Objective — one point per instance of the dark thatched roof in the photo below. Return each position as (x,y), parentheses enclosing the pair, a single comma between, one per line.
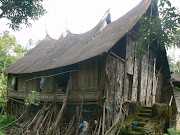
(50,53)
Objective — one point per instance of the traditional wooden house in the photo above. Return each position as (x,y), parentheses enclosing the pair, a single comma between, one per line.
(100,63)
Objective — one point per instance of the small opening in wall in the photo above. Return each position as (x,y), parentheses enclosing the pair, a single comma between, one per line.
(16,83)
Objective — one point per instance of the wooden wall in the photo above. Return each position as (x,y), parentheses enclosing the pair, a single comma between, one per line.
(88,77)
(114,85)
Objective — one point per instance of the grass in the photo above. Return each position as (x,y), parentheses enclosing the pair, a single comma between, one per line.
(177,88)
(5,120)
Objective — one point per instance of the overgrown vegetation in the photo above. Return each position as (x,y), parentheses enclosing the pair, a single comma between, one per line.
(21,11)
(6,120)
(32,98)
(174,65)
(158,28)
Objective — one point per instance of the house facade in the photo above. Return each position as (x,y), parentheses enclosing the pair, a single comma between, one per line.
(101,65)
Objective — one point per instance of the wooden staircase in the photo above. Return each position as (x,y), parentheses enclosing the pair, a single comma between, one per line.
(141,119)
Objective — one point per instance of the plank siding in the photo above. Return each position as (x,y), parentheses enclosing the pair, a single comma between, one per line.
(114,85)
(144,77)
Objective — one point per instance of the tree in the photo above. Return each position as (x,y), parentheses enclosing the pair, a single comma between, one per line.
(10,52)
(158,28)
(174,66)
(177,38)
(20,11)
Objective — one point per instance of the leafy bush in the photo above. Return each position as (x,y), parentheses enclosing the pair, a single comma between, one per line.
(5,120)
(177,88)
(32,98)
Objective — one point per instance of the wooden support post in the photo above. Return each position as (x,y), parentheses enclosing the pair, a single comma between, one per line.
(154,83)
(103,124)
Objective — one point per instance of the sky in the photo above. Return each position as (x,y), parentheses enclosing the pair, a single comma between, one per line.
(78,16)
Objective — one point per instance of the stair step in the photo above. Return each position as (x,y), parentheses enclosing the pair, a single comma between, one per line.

++++++++++++++++++++

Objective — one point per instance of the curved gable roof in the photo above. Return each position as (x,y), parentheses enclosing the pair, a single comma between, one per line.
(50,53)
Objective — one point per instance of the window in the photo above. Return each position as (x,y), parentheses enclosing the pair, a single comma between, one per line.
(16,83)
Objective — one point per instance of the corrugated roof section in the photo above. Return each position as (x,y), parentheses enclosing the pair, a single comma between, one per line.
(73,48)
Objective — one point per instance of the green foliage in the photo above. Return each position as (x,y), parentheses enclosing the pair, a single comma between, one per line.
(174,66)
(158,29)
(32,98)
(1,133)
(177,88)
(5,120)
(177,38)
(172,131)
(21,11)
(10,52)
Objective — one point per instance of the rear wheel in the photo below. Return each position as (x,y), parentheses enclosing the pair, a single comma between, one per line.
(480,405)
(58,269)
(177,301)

++++++++++++++++++++

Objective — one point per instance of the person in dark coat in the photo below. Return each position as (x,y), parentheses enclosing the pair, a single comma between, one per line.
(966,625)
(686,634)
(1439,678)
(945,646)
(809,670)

++++++++++++++++++++

- _Work task_
Take the line above containing "Objective — one point per instance of the house", the line containing "Objective — one point per instance of the stair", and all lines in between, and copy them exactly without anything else.

- _Written reply_
Objective — one point per instance of the house facade in the photo above. Return each position as (x,y), parentheses enclosing the pair, a single comma between, one per line.
(101,65)
Objective — one point per instance of the wooden staircase in the photo above. Return each position as (x,y), parentheses enclosing the pair, a single comma between, one per line.
(141,119)
Objective — one point per instance of the plank siding in the photo above. Return each position as (x,y), parentheses enclosing the pair, a single comma between, one per line.
(114,85)
(144,77)
Objective — one point per instance of the tree in the photo above. Return each position as (x,y), parentheses enclosing the pair, a single comma between, one per line.
(10,52)
(158,28)
(174,66)
(177,38)
(20,11)
Objective — one point per instance of the leafy bush in the photo above. Return each position as (x,y), parentheses enclosing the pair, a single comma between, one per line.
(5,120)
(177,88)
(32,98)
Objective — one point per instance of the wooden support post in the photo above. Return each position as (x,y), parentheses enclosing the pair, a single comma between, one per line.
(154,83)
(103,124)
Objective — one point per instance of the sky in the photo above. Return each position as (x,y), parentheses enclosing the pair, a single comma between, one per line.
(78,16)
Objective — one point per instance of the stair step in the photo above. Return each position as (x,y), parentheses enclosing the pair, a single comma between, one per line.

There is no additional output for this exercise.